*What the task asks:* Please write out the line containing "pod, dropping a point on every instance." and each line after it through the end of the data, exactly, and nothing else.

*Data supplied:*
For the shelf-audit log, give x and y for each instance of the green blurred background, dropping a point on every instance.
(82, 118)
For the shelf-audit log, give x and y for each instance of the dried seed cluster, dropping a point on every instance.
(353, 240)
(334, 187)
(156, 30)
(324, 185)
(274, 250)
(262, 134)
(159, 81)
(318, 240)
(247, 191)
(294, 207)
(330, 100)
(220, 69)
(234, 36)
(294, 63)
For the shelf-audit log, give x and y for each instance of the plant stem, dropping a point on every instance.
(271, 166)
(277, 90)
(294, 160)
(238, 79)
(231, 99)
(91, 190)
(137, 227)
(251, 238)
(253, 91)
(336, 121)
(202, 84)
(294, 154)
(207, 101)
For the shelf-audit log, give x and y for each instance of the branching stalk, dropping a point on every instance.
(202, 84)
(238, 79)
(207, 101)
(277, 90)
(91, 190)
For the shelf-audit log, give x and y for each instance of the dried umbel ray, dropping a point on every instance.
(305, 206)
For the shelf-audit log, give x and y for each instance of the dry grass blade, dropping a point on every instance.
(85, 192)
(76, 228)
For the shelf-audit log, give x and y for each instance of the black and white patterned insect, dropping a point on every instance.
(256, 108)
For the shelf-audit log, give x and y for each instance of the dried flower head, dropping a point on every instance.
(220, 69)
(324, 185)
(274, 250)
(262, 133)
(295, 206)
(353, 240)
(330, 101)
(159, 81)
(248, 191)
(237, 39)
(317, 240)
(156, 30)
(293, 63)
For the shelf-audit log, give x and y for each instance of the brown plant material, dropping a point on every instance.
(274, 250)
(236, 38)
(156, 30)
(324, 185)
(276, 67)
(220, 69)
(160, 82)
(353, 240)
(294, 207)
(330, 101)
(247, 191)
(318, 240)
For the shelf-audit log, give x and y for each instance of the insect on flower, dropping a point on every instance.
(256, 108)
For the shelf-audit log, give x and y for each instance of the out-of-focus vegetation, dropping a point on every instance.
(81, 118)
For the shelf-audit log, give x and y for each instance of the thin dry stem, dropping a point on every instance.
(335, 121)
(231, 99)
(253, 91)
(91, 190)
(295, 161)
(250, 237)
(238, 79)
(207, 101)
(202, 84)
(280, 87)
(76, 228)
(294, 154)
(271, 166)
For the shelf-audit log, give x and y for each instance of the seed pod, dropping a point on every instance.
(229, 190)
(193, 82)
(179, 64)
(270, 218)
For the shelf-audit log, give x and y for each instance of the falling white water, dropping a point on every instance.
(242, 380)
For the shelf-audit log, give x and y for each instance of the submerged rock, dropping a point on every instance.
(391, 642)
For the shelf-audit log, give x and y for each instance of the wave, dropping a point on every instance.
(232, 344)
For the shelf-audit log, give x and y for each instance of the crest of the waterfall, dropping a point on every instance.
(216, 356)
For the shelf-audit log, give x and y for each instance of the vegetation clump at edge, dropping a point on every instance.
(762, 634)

*Reply:*
For the shelf-audit log, give x and y for each instance of the seed pod, dropping a point on every instance.
(229, 190)
(193, 82)
(179, 64)
(270, 218)
For the shelf-audit log, give x and y for each instance of the falling white water, dropping a point on every instance.
(242, 380)
For the shelf-audit log, give x and y for each instance of the submerged rock, dropping a point on every instance.
(391, 642)
For the shelf-audit log, give x and y for each instance of the wave, dropping a point on every instance.
(232, 344)
For the shelf-audit log, give x and y for each instance of the crest of the waterfall, dropping a point on every instance.
(216, 356)
For the shelf-audit log, give x and y for each instance of the vegetation clump at edge, dropping a point on every instance.
(762, 634)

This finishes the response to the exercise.